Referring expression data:
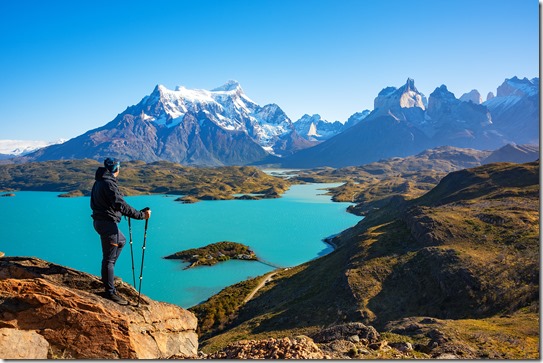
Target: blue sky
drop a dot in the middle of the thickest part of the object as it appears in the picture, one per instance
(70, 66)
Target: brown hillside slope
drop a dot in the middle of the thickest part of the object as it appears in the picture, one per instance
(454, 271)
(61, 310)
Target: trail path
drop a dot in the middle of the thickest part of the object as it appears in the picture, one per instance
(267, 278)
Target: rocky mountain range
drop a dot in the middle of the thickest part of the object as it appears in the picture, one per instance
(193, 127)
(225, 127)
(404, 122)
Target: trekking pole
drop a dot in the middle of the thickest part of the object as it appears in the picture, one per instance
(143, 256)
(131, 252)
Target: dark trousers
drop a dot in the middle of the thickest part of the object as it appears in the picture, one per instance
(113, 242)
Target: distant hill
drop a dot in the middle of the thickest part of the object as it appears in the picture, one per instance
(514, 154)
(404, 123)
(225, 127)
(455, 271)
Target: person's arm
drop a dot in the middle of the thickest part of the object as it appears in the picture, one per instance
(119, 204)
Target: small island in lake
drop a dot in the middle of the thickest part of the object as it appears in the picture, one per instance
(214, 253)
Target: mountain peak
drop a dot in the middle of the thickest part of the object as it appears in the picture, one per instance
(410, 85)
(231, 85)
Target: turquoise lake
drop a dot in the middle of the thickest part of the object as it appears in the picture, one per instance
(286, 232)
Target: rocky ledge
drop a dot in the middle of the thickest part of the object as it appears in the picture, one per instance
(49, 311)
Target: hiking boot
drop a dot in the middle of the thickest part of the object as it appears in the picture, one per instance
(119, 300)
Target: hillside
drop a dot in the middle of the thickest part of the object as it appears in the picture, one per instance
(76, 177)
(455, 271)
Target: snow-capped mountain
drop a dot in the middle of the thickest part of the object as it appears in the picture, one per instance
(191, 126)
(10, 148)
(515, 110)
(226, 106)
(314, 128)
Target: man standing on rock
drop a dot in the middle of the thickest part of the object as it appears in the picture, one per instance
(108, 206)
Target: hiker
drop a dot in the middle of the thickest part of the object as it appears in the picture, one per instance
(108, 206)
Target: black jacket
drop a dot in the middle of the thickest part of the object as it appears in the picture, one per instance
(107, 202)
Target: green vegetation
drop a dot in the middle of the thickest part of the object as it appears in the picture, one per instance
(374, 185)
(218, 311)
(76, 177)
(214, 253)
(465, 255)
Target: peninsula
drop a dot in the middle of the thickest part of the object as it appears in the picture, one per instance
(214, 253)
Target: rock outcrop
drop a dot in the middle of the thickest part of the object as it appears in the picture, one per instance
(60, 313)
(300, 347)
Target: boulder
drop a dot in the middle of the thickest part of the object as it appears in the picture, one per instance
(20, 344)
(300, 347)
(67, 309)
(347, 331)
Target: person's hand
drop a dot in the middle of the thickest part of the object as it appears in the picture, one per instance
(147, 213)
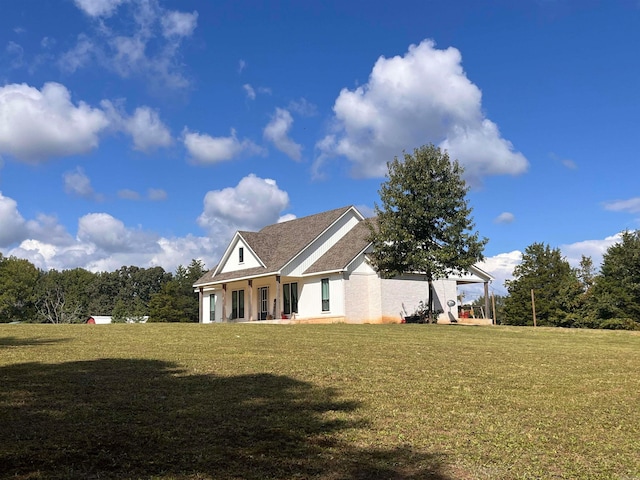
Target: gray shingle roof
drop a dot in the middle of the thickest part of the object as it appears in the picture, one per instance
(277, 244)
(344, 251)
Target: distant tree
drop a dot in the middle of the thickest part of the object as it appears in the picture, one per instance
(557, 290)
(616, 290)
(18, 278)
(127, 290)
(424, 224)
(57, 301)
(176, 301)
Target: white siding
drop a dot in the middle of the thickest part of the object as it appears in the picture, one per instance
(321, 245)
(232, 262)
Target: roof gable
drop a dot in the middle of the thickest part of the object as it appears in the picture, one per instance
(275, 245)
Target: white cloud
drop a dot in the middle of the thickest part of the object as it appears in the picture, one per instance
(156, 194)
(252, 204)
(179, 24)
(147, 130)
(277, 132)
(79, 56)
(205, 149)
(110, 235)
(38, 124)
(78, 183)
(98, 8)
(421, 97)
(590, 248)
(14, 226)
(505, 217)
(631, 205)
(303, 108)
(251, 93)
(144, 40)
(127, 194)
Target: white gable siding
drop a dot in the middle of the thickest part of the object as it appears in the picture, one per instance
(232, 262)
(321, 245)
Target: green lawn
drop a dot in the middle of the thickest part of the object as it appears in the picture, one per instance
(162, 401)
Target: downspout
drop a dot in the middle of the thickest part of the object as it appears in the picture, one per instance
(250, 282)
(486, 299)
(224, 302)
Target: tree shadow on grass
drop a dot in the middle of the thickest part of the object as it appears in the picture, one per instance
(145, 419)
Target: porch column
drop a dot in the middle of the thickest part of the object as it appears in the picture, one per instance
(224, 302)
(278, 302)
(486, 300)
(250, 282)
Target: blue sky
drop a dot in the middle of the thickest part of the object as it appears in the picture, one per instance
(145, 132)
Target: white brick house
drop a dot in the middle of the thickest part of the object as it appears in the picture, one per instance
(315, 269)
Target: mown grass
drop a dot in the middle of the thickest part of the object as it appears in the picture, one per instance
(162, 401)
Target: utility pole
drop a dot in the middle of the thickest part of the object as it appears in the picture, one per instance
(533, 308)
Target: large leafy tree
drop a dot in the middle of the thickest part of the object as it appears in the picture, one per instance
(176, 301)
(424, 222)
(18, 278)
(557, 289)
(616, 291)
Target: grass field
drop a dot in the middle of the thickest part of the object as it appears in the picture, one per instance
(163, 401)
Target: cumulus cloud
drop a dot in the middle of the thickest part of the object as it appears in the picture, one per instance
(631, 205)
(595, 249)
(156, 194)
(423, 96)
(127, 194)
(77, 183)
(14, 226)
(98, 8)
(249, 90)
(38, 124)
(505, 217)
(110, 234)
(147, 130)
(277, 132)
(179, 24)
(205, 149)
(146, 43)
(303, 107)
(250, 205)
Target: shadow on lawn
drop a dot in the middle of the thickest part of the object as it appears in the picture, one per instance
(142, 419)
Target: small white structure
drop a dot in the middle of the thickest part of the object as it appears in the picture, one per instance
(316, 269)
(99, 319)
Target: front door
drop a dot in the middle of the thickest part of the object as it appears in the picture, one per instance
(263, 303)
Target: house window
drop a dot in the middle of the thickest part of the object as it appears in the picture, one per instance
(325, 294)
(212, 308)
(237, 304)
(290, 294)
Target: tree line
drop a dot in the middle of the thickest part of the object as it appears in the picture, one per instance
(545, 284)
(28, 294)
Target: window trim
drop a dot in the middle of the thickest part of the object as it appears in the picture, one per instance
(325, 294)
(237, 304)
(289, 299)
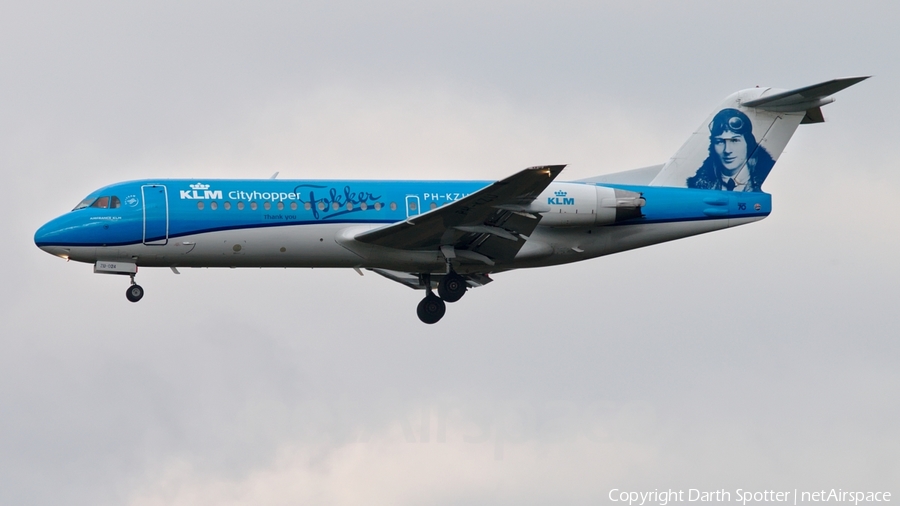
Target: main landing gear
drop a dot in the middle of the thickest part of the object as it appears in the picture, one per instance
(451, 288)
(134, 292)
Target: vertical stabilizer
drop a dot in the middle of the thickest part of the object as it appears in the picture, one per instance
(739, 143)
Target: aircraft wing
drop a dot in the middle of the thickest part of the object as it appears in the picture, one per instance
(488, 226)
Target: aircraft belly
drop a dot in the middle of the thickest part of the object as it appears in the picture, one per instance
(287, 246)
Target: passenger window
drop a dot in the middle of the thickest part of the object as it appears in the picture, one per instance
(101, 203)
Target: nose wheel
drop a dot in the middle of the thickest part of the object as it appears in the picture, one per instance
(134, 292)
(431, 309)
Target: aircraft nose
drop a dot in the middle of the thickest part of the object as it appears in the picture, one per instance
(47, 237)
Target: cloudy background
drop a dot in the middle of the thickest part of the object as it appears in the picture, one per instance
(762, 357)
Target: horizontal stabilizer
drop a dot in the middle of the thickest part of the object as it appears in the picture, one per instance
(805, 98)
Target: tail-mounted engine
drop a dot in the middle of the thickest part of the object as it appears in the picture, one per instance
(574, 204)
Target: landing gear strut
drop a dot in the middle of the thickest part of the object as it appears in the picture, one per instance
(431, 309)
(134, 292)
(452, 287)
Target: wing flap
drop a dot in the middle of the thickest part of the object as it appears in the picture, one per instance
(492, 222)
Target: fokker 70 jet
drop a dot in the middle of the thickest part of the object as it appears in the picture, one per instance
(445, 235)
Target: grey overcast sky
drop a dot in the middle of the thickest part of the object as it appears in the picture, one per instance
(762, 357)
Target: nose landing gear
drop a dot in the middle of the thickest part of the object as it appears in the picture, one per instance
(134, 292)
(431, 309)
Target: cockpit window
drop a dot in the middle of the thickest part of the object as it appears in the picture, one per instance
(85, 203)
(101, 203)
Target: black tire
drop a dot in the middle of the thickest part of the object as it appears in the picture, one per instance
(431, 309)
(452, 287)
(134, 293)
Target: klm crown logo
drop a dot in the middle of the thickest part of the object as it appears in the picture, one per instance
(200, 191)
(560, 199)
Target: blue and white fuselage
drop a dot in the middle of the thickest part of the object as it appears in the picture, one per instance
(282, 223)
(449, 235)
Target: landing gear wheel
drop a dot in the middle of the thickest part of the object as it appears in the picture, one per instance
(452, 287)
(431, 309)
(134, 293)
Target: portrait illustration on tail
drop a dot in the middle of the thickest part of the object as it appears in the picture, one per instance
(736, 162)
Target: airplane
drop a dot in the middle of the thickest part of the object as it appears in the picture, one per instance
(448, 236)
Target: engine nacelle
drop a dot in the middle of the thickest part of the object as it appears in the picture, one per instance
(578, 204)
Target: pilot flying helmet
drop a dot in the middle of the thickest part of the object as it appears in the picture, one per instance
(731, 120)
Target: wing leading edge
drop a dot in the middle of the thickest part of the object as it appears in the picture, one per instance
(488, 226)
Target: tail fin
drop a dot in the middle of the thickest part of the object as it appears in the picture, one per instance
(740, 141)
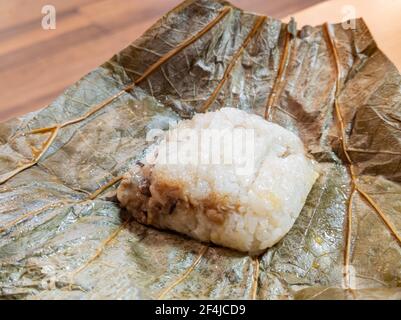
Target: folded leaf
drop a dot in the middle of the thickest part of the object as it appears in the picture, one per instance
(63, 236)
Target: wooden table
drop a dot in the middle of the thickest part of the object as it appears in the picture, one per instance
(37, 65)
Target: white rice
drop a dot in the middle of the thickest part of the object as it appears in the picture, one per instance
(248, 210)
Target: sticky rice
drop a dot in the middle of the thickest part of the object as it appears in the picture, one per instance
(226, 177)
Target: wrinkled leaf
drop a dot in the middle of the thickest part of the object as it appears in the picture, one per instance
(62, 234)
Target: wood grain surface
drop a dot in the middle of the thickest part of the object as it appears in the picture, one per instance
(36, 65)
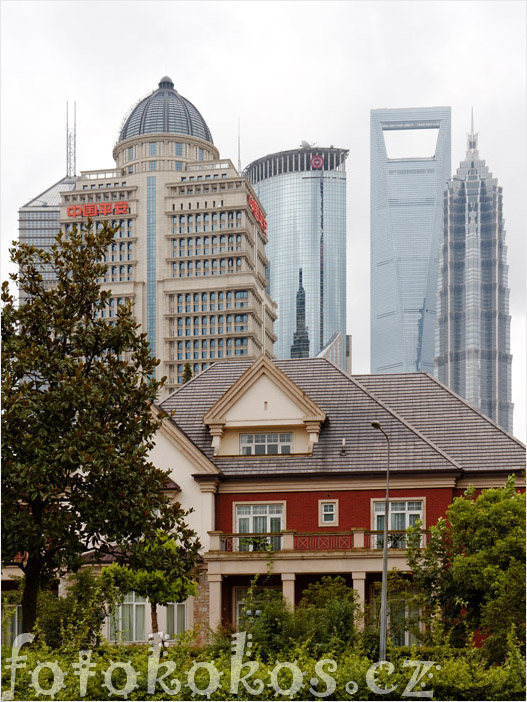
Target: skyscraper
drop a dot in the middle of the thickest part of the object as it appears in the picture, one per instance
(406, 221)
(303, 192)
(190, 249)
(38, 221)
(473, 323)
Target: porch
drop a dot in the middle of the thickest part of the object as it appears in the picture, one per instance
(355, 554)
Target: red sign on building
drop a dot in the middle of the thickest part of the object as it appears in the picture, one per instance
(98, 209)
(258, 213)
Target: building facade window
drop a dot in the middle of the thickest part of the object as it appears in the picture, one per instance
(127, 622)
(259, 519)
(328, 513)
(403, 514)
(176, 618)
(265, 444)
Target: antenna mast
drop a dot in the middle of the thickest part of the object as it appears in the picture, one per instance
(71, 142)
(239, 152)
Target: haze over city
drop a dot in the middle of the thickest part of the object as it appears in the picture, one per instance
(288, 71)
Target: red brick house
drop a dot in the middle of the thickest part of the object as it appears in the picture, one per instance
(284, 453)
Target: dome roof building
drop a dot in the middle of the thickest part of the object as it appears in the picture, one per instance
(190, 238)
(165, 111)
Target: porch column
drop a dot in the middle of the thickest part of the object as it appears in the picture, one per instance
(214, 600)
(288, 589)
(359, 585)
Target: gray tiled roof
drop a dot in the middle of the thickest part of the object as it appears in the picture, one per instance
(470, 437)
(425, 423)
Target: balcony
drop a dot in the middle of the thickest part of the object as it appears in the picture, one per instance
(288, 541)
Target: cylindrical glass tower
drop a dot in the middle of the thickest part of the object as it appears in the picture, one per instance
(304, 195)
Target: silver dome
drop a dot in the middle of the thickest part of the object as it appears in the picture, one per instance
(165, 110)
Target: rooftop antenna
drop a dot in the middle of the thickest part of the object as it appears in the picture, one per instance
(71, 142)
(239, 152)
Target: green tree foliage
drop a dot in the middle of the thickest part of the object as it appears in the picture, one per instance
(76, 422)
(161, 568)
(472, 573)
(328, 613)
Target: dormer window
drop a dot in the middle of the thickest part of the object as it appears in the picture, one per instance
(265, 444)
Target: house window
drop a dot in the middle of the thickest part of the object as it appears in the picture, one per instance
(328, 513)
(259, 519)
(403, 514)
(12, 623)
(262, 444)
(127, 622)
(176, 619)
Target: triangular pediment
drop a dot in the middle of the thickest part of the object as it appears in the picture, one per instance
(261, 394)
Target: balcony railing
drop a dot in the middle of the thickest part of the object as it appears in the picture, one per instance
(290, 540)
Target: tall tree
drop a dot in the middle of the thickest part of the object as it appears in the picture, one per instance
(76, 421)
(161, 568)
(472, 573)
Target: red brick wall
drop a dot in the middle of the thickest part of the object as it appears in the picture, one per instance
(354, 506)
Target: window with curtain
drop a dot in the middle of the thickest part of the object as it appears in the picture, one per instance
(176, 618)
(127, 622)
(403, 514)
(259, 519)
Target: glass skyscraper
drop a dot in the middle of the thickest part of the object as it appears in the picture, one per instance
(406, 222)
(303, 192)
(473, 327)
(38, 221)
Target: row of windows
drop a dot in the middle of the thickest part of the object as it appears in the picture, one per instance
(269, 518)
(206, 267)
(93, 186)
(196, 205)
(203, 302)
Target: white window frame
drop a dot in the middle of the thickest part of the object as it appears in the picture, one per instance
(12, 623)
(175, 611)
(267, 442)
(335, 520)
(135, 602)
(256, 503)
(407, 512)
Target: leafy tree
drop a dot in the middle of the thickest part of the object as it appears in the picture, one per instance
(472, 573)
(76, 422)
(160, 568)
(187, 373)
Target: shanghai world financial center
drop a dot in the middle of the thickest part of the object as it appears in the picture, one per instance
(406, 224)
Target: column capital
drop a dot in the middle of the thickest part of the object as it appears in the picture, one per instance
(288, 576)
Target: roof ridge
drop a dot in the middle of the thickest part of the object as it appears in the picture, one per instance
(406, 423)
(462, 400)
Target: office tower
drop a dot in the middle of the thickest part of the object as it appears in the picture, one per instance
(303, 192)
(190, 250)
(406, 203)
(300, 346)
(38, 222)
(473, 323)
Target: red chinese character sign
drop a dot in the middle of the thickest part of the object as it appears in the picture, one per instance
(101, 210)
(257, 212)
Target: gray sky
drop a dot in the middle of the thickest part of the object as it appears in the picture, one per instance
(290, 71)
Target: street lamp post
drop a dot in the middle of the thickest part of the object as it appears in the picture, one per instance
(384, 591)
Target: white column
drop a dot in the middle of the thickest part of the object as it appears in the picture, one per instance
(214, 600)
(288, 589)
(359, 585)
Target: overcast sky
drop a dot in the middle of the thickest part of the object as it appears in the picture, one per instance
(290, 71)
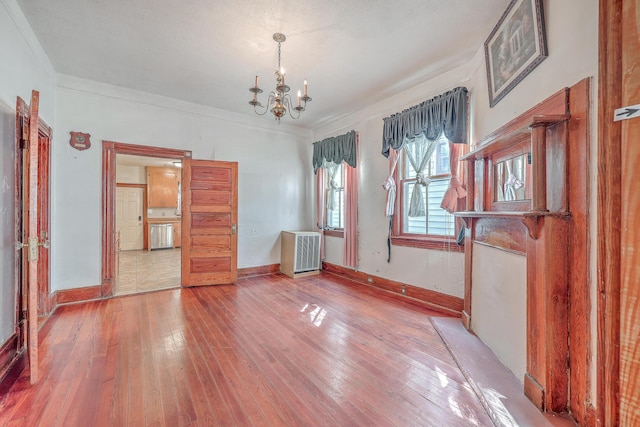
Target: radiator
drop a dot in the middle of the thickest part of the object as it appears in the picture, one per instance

*Exercise aim:*
Write down again, exactly as given, only the lines above that fall from the line with "Target: aircraft wing" to the line with "Target: black tire", inclusive.

*Result of the task:*
Target: aircraft wing
drop a dot in the middle of the thickest part of the object as it appears in the picture, one per instance
(488, 226)
Target: aircraft belly
drop a dot in the middle of the thickest part of the object as it appears in the picture, one per instance
(287, 246)
Target: passenger window
drop a dot in the middle of the thickest part of the object as it appears in the picture, one per instance
(101, 203)
Target: nose wheel
drop a dot in the middle of the thickest part of the object as it appears in the picture, one per instance
(134, 292)
(431, 309)
Target: aircraft nose
drop a dot in the middle of the thickest part of the object as it appears in the picture, one per instance
(47, 237)
Target: cloudy background
drop a dot in the middle of the thickest part of the object as it appears in the picture, one per instance
(762, 357)
Target: horizontal stabilizer
drop a dot in the middle of the thickest part of the object as it appears in the picture, one per instance
(805, 98)
Target: tail-mounted engine
drop a dot in the middle of the thickest part of the object as it appears in the picture, one per instance
(574, 204)
Target: landing gear strut
drop a dot in the middle of the thickest part of the object as it appears in the picture, one per instance
(431, 309)
(134, 292)
(452, 287)
Target: wing flap
drop a dot in the middle of the thickest part of the object as it appears in the picture, one per instance
(492, 222)
Target: fokker 70 jet
drop a dot in the middle of the thickest part of the object as it appears in the picture, one per instance
(445, 235)
Target: grey overcast sky
drop a dot in the middle of the thickest part of the object as it appears in the picture, one per instance
(762, 357)
Target: nose landing gear
drop a dot in the middle of the thickest part of the object as it appears in the picture, one per instance
(134, 292)
(431, 309)
Target: cockpit window
drop a dot in the middle of the thickest part of the object as it appears in the picture, one per instance
(85, 203)
(101, 203)
Target: black tire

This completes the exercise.